# [Cosa fare]
Nell'intervista, con quale appellativo Signoretti chiamava Tovazzi?
----- Testo fornito -----
Tovazzi, nell’inchiesta c’è un passaggio che la riguarda direttamente.
«Sì, ho visto (ride)».

In pratica ha ostacolato il progetto immobiliare della cordata Benko.
«No dai, non ho ostacolato nessuno. Non eravamo d’accordo sul prezzo».

Ci sono state pressioni?
«No, non ho ricevuto pressioni. Ma mi hanno detto che, nel caso in cui non avessi venduto, ci sarebbe stato l’esproprio più avanti».

Hanno provato a convincerla a vendere.
«Esatto, ma io ho fatto le mie valutazioni».
«Venditore di formaggi», con questo appellativo la chiamava Signoretti.
«Fa ridere. Non sa che vendevamo pure salami (ride)».

Le avevano detto qualcosa del progetto che avevano intenzione di realizzare?
----- Dati mostrati -----
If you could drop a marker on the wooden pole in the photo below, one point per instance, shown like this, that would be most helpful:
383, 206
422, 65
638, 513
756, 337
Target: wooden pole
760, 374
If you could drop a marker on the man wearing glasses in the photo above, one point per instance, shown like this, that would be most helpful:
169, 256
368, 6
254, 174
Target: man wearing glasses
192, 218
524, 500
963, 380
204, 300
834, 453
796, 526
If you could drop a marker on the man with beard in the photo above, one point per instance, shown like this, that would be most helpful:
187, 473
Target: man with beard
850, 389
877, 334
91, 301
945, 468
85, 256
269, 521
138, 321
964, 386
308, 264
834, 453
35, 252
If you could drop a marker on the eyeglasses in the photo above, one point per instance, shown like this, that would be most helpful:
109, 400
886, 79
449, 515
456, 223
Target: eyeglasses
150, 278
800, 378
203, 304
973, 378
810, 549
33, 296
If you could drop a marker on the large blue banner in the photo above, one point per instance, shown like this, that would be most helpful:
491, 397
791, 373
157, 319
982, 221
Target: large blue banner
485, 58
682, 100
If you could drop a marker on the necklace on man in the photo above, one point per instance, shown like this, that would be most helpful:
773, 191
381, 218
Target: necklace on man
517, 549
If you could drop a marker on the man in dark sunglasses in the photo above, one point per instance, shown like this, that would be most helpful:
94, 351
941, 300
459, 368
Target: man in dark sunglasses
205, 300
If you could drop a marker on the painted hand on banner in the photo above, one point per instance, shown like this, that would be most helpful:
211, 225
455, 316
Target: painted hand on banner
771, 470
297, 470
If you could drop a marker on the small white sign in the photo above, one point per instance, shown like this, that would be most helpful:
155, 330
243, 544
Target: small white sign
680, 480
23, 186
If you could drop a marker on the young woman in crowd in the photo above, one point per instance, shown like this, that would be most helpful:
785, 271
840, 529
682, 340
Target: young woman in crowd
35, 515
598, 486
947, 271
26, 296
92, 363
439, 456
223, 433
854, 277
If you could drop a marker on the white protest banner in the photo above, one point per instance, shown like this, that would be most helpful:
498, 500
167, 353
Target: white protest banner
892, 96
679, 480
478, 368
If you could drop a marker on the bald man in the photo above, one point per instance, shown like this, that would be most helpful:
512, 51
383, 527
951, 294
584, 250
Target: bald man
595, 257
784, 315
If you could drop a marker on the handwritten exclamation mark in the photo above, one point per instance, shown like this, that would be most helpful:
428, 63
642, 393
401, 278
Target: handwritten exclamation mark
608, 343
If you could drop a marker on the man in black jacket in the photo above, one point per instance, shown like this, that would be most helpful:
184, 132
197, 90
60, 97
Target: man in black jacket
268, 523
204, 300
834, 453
-----
----- Dati mostrati -----
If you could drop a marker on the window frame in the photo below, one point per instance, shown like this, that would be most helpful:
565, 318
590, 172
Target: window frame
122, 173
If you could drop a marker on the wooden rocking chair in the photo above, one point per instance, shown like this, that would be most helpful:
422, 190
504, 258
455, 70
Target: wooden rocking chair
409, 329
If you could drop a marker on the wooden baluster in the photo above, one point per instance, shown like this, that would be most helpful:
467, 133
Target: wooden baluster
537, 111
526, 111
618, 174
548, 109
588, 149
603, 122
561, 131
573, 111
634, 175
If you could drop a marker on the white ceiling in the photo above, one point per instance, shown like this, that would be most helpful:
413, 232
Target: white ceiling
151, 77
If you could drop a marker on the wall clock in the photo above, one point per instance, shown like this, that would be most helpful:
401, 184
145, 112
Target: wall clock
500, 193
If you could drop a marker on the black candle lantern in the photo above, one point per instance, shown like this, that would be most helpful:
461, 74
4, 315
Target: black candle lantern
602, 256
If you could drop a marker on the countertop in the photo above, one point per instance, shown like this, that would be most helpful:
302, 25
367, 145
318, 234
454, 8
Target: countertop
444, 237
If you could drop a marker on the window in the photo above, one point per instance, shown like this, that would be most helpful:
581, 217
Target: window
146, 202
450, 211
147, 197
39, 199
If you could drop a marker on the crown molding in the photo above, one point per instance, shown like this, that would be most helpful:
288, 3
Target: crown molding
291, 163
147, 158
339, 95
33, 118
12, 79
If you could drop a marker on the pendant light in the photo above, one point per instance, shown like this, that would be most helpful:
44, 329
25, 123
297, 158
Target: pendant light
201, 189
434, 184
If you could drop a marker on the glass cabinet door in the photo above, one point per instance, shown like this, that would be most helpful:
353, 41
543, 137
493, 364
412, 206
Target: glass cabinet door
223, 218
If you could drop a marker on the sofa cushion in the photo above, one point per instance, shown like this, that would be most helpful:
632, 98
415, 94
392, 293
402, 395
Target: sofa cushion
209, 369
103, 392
-----
# [Risposta]
«Venditore di formaggi».